» Text to read

SHOT | Article Andrés Reisinger

Andrés Reisinger
Andres Reisinger Shot Magazine Interview Take Over Series
0:00
--:--

Andrés Reisinger

Staging the Dream

Visual artist and designer Andrés Reisinger creates works that inhabit the threshold between the real and the digital. His practice spans installations, objects and images, blending technology, artificial intelligence and a handcrafted sensibility, transforming spaces and forms into experiences suspended in time. Pink is a recurring signature in his visual vocabulary, a tool for emotional exploration that moves between memory and imagination. Rather than illustrating future worlds, Reisinger expands our perception of the present.

Andres Reisinger Shot Magazine Interview Take Over Series
Andres Reisinger Shot Magazine Interview Take Over Series

Your visual language blends technology, artificial intelligence, and a handcrafted sensibility. How do these worlds coexist? Are you more interested in maintaining control, or in being surprised by the unpredictability of the digital process?

» Extracted data entries
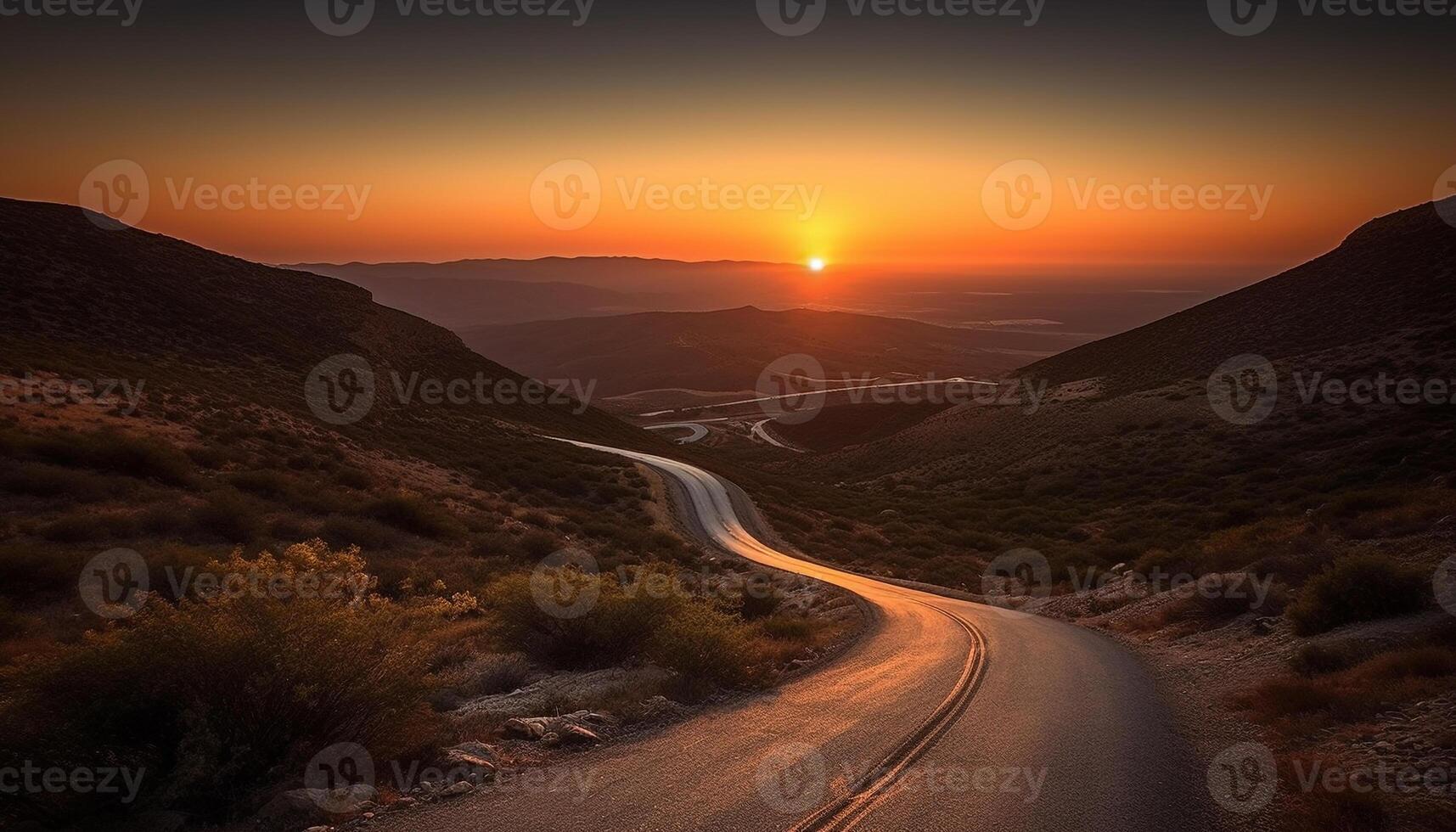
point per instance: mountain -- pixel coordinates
(209, 525)
(466, 302)
(728, 350)
(478, 292)
(217, 433)
(1132, 452)
(85, 299)
(1391, 276)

» The exercise
Transcribe the article on Andrés Reisinger from "Visual artist and" up to and including "of the present.".

» Problem solution
Visual artist and designer Andrés Reisinger creates works that inhabit the threshold between the real and the digital. His practice spans installations, objects and images, blending technology, artificial intelligence and a handcrafted sensibility, transforming spaces and forms into experiences suspended in time. Pink is a recurring signature in his visual vocabulary, a tool for emotional exploration that moves between memory and imagination. Rather than illustrating future worlds, Reisinger expands our perception of the present.